WORK TO DO>
Copy the stretch of records from the line containing "Mark every instance of the grass" through the line containing "<point>156,1002</point>", requests included. Shift every coordinate in the answers up by 61, leaving the numbers in the requests and their format samples as they are.

* Begin MATERIAL SUPPLIED *

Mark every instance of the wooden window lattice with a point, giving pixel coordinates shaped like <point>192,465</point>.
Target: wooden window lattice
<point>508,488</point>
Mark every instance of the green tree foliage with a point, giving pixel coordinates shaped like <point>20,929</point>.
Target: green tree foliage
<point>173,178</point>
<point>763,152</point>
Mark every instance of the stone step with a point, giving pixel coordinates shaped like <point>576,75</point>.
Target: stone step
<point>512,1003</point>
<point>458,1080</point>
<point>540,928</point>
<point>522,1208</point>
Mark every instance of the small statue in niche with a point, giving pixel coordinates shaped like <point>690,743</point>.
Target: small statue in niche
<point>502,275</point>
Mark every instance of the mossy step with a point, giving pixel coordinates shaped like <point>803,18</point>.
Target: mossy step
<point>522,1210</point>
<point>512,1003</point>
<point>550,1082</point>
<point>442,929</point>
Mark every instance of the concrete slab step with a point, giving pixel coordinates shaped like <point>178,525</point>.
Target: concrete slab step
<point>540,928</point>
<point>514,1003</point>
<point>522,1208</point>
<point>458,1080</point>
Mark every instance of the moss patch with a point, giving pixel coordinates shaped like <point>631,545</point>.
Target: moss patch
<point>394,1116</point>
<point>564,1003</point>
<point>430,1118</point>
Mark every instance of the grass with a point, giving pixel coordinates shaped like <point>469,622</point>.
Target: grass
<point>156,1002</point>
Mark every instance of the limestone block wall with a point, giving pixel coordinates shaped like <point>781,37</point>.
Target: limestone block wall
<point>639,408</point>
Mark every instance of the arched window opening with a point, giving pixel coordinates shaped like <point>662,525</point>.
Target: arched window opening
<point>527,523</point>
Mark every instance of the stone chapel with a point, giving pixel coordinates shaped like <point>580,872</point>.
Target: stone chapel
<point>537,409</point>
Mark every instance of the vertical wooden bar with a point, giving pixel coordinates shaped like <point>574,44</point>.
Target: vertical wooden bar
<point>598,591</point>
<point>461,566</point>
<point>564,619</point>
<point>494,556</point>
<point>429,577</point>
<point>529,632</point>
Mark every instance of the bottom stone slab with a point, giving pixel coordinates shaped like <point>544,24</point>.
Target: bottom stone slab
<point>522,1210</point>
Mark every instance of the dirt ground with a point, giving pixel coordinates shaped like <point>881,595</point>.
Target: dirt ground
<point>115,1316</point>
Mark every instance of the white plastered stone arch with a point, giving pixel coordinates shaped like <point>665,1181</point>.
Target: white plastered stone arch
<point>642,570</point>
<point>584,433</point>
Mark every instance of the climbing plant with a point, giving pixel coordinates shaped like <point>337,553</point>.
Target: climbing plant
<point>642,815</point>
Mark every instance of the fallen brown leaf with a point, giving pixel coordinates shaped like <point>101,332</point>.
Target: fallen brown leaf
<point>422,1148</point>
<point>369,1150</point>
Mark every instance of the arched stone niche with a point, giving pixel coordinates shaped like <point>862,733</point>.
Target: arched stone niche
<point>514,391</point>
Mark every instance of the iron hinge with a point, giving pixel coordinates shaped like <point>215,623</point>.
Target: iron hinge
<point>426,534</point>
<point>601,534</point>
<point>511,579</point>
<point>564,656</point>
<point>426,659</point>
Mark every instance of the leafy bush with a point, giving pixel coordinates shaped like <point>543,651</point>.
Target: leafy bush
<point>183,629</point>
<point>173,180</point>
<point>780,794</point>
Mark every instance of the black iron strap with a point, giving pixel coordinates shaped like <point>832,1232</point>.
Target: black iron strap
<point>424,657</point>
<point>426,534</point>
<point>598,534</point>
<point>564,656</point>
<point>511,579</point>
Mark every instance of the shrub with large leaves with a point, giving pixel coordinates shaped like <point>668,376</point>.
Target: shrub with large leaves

* End MATERIAL SUPPLIED *

TASK SOLUTION>
Mark every instance of the grass with a point, giving pixel coordinates shaped like <point>469,622</point>.
Target: grass
<point>217,1063</point>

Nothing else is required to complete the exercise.